(Exercise brief):
Beginning with the line containing "the turbine tower." and ending with the last line, repeat the records exactly.

(Material):
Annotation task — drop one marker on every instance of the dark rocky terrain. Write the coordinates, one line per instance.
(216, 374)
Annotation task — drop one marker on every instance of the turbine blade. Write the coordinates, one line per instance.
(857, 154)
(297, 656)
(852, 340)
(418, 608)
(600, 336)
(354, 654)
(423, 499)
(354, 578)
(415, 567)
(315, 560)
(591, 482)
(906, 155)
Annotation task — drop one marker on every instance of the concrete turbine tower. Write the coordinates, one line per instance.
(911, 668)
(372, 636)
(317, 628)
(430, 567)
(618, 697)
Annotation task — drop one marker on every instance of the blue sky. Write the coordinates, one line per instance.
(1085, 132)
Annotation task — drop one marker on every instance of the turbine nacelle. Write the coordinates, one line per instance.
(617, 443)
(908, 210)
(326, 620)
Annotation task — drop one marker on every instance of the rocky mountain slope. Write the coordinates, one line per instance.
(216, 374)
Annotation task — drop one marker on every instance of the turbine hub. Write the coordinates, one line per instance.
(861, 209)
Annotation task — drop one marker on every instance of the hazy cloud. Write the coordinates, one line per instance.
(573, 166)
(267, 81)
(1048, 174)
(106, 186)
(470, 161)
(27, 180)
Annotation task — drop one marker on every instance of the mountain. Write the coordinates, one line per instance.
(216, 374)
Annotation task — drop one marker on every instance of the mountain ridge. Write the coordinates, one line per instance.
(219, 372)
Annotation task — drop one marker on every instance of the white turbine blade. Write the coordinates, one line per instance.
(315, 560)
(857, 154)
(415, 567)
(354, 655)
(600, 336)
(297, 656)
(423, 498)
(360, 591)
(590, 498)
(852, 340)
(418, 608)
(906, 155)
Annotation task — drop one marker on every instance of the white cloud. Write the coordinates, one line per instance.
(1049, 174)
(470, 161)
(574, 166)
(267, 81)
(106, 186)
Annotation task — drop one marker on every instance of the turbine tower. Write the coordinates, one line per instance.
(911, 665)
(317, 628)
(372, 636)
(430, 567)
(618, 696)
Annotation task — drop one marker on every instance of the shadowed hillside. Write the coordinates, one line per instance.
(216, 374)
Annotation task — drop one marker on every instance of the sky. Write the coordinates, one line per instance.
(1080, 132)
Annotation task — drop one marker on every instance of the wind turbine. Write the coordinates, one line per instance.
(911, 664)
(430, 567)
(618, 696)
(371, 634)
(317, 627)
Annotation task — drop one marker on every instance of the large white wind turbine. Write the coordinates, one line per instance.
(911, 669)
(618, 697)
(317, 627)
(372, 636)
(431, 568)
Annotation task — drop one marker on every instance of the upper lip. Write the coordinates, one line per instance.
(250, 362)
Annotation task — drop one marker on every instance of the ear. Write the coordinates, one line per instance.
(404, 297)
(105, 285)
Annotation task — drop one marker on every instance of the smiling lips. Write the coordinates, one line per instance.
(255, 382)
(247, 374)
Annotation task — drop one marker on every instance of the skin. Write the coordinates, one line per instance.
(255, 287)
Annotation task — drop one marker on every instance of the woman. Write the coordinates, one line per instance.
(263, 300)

(Task answer):
Annotation task — drop one marker on every instance of the turbine tower. Write the coordinates, one line per instance.
(911, 665)
(317, 628)
(372, 636)
(430, 567)
(618, 696)
Annotation task — drop one marker on every instance of the shadowed hillside. Write the coordinates, one line per instance.
(216, 374)
Annotation task — drop one marker on every instance of the sky. Write the coordinates, one line per instance.
(1080, 132)
Annotation task — drop one marker on every instance of the wind turbine. Write the coordinates, one line per instance.
(911, 664)
(430, 567)
(618, 696)
(371, 634)
(317, 627)
Annotation task — drop one marker on every instance of the large white wind turbine. Write the coordinates, one line per instance.
(911, 669)
(618, 697)
(317, 627)
(372, 636)
(431, 568)
Annotation task — drop one marker on every instance of the upper lip. Write the coordinates, one line per instance.
(250, 362)
Annotation task — drop one marker on every instance of the ear. Write the coordinates, one line per instance.
(404, 297)
(105, 285)
Annotation task — drop one marker on every instance of the smiling lips. Write the coordinates, one line per instance.
(255, 382)
(247, 374)
Annotation task — drop one marker on every instance of the skin. Write the coordinates, one line per instance.
(255, 287)
Annotation task — drop one marker on every instance of the woman. Write the coordinates, one line per instance.
(263, 300)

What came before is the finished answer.